* [Given exercise]:
Only the lines from the line holding "Q: Using the form shown in this sample, indicate the main" through the final line of the entries below are to be returned, exactly as they stand.

Labeled-object pointing entries:
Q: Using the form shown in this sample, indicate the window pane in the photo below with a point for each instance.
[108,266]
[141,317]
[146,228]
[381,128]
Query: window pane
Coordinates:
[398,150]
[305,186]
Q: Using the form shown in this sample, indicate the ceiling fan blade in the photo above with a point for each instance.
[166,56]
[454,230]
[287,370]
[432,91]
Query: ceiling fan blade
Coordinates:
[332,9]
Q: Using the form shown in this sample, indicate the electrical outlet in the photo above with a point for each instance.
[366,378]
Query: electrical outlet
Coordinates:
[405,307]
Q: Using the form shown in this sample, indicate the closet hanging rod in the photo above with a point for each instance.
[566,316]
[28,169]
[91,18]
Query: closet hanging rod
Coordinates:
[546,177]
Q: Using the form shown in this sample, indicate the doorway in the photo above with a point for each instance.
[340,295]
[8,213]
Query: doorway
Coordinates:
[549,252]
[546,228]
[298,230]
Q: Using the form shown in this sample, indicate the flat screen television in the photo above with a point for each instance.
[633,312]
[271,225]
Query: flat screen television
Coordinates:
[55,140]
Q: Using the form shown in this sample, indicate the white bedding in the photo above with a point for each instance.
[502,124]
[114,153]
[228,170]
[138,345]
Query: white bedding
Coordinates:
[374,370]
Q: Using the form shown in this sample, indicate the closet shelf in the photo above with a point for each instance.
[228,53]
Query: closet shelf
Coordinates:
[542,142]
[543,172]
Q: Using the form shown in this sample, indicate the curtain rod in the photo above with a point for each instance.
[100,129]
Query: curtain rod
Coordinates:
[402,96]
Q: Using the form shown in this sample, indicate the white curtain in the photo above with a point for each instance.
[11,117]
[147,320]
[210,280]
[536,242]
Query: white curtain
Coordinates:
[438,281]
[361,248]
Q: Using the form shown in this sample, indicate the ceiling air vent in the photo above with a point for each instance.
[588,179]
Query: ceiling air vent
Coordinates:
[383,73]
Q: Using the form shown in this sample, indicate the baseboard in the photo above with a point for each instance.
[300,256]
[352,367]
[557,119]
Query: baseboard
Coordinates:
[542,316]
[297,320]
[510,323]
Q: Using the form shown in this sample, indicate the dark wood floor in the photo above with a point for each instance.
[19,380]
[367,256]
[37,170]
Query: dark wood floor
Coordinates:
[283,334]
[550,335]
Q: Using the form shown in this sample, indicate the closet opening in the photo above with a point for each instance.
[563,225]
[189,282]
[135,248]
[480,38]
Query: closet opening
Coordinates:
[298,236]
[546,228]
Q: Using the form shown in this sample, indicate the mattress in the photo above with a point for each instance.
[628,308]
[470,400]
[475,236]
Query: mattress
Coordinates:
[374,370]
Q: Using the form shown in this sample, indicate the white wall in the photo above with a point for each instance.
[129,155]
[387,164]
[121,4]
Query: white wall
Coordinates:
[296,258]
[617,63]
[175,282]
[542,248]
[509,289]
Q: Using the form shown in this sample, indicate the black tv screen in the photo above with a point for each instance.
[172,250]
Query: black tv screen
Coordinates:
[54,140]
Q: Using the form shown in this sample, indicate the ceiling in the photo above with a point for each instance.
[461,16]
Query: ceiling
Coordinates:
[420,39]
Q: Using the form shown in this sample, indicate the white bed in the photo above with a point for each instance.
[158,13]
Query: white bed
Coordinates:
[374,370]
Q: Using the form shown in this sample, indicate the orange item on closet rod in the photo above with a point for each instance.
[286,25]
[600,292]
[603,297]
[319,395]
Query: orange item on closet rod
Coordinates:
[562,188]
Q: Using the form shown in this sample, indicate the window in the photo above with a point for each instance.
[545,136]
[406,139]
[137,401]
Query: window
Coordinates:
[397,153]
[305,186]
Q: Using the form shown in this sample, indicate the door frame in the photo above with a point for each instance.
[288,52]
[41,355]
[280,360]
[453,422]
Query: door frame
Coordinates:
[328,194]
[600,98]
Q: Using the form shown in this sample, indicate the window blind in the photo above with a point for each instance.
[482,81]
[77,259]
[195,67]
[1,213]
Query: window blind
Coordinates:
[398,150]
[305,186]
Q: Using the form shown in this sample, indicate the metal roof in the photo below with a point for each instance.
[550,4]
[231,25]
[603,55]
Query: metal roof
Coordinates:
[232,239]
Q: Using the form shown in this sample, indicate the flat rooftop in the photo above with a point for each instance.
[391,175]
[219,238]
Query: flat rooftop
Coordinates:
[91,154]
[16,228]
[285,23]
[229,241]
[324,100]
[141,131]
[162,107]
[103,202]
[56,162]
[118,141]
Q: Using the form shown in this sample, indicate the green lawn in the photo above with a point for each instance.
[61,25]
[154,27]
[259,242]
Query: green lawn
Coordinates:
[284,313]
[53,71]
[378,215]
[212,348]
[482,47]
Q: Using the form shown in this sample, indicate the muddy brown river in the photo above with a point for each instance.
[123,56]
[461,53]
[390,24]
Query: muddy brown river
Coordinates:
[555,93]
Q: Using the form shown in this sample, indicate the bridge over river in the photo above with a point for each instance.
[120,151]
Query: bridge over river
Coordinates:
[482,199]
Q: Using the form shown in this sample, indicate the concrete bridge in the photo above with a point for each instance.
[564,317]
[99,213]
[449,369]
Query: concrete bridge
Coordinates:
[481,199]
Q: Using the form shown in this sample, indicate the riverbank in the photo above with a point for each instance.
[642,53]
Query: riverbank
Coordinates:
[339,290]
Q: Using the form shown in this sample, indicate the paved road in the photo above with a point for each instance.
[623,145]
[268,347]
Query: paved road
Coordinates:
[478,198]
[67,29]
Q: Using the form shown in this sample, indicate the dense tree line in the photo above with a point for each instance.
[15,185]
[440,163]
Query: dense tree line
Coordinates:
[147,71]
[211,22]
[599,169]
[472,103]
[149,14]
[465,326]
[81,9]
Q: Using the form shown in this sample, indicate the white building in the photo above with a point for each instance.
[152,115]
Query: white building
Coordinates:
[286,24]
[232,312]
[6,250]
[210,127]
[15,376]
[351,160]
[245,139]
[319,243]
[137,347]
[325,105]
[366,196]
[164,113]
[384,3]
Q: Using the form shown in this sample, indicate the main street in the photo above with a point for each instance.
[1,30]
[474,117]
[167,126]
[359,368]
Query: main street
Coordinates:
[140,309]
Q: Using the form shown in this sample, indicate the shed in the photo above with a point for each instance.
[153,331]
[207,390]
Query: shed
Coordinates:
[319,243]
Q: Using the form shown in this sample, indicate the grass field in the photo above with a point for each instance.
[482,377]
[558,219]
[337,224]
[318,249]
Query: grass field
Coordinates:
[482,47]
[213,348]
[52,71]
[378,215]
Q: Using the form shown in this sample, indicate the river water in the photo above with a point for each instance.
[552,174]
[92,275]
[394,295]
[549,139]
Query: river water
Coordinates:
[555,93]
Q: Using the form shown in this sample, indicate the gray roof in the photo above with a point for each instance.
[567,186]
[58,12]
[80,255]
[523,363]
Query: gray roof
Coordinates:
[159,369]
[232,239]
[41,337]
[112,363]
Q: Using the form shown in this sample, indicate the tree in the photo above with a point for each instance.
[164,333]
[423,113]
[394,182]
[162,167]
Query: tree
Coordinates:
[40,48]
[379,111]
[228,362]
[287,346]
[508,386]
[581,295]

* [Finished exercise]:
Q: Using the form shown in this sample, indicate the main street in the photo above with a point for each instance.
[1,30]
[474,117]
[167,126]
[359,368]
Query: main street
Coordinates:
[140,309]
Q: Using the form shown in this sample, indicate the shed in the photo above with a point for each instance.
[153,331]
[207,390]
Query: shed
Coordinates:
[319,243]
Q: Using the form shown in this sample, indicate the grass field in the photo above with a point for each instance.
[482,377]
[558,219]
[337,224]
[318,249]
Query: grass field
Coordinates:
[482,47]
[213,348]
[52,71]
[378,215]
Q: Using the form shown in this sample, indicate the river water in the photo above with a point for each instance.
[552,174]
[92,275]
[394,295]
[549,139]
Query: river water
Coordinates:
[555,93]
Q: Using the form shown in this sample, indicate the gray roof in the photo above with a point for each instance.
[567,186]
[58,12]
[80,255]
[523,363]
Query: gray roof
Coordinates:
[159,369]
[232,239]
[41,337]
[112,363]
Q: Using the form shown in this sample, indicate the tree in the photo above with a point for each instance.
[164,333]
[423,113]
[394,182]
[162,167]
Query: tree
Coordinates:
[40,48]
[379,111]
[228,362]
[287,346]
[508,386]
[581,295]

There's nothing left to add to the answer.